The request:
Copy the data below word for word, from its first line through the line containing "M 158 221 L".

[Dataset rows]
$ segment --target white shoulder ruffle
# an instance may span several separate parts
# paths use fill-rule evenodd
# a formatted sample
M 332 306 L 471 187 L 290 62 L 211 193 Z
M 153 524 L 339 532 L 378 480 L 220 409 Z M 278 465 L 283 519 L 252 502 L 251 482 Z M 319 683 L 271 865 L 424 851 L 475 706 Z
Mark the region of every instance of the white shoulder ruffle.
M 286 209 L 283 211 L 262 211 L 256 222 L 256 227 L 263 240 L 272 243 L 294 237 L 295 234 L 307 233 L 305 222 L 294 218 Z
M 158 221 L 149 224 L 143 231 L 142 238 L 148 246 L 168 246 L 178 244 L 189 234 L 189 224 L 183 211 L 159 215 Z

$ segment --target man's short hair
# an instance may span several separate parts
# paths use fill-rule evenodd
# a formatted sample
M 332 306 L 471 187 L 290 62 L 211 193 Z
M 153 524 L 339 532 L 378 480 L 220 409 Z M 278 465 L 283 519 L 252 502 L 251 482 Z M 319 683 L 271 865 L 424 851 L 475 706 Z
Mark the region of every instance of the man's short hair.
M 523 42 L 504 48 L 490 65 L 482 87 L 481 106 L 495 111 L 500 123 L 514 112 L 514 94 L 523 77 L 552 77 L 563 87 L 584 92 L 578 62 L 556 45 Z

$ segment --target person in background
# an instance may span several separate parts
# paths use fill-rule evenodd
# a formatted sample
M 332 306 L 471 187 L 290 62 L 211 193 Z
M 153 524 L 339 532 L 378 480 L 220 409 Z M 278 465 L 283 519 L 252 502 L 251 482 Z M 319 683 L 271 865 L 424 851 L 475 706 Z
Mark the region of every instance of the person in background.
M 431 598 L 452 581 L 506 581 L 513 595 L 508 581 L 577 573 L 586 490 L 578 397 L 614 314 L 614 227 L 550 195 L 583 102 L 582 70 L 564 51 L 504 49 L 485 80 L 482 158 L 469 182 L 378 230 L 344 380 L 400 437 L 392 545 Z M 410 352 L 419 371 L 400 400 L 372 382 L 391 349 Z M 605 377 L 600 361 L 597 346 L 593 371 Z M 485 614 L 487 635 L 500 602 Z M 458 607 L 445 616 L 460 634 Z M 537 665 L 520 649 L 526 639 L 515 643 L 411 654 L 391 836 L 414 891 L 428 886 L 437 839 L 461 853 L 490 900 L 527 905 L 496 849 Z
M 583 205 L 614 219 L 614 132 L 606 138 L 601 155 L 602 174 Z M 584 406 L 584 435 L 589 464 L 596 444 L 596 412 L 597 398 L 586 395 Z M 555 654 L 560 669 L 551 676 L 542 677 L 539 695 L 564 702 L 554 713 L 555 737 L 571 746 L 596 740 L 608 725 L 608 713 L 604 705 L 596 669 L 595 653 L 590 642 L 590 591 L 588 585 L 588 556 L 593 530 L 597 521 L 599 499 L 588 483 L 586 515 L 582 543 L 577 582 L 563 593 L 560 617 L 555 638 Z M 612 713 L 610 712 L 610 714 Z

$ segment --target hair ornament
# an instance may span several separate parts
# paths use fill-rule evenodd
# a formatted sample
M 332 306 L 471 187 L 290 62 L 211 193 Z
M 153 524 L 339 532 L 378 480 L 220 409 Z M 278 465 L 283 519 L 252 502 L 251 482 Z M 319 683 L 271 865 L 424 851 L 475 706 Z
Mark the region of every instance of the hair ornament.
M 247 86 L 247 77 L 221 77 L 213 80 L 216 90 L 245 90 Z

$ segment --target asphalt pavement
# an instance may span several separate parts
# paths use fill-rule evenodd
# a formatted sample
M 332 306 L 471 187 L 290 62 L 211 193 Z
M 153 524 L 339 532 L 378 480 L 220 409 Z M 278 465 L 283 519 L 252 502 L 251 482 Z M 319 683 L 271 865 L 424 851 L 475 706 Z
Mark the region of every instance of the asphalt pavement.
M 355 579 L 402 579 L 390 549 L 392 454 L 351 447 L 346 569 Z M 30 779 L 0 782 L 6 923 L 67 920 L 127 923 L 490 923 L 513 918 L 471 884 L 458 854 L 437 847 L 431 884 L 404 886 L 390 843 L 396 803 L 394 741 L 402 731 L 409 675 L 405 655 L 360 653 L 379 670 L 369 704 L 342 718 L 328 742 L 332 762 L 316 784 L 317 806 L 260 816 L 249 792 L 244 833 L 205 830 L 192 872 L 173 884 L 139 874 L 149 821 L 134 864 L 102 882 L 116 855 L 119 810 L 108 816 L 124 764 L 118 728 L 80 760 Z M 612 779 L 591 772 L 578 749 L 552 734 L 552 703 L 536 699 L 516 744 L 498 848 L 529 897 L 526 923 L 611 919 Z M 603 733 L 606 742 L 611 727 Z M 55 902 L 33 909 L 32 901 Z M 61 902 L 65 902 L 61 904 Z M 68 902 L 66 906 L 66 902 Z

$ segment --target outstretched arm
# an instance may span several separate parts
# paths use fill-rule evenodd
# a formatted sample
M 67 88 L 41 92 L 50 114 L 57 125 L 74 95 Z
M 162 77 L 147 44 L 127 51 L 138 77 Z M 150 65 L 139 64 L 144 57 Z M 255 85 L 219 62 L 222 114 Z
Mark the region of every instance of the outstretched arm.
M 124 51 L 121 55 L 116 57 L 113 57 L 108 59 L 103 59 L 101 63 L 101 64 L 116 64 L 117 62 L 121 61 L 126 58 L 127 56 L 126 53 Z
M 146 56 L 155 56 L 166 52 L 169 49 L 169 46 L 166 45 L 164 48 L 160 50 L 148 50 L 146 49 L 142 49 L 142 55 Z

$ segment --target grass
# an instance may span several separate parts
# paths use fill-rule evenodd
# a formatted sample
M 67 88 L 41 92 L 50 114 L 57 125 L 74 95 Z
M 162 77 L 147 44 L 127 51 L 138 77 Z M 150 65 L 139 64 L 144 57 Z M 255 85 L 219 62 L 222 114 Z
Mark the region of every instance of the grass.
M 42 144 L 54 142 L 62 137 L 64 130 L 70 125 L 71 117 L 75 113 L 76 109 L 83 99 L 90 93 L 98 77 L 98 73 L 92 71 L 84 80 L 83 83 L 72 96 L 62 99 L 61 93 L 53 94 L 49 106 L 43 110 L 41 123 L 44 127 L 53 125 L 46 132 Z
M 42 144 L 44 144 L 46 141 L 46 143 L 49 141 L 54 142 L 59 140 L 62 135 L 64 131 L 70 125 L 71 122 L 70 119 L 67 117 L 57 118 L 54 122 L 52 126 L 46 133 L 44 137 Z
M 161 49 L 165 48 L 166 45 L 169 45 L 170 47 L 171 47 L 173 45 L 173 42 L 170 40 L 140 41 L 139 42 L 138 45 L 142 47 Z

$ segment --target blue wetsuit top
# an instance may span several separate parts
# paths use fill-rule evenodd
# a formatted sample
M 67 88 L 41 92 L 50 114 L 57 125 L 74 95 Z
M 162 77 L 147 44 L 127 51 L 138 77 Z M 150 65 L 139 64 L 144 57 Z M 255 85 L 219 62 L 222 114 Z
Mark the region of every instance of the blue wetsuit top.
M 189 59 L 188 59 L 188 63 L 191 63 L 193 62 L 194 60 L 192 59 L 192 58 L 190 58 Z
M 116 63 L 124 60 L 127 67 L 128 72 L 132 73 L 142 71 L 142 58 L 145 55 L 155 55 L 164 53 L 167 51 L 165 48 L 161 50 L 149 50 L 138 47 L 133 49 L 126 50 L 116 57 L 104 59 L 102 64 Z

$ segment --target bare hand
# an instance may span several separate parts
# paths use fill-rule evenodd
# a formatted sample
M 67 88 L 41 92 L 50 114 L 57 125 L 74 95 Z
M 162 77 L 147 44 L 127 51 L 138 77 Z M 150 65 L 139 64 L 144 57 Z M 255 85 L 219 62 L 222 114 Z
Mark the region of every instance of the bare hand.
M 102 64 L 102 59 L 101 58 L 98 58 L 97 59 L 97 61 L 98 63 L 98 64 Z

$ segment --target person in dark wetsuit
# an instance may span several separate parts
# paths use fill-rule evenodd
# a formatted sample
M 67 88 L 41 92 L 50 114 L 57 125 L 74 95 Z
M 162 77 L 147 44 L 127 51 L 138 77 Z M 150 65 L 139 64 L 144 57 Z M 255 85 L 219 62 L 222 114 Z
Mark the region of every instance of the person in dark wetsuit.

Exercise response:
$ segment --target white shoulder ruffle
# an instance may span several separate parts
# paths use fill-rule evenodd
# a formatted sample
M 332 306 L 471 187 L 290 62 L 211 193 Z
M 153 524 L 339 532 L 378 480 L 220 409 Z M 278 465 L 283 519 L 252 502 L 251 482 Z M 319 683 L 271 865 L 424 851 L 475 706 Z
Mark the region of every instance of the white shoulder ruffle.
M 286 209 L 283 211 L 262 211 L 256 222 L 256 227 L 263 240 L 272 243 L 294 237 L 295 234 L 307 233 L 305 222 L 294 218 Z
M 158 221 L 149 224 L 143 231 L 142 238 L 148 246 L 168 246 L 178 244 L 189 234 L 189 224 L 183 211 L 159 215 Z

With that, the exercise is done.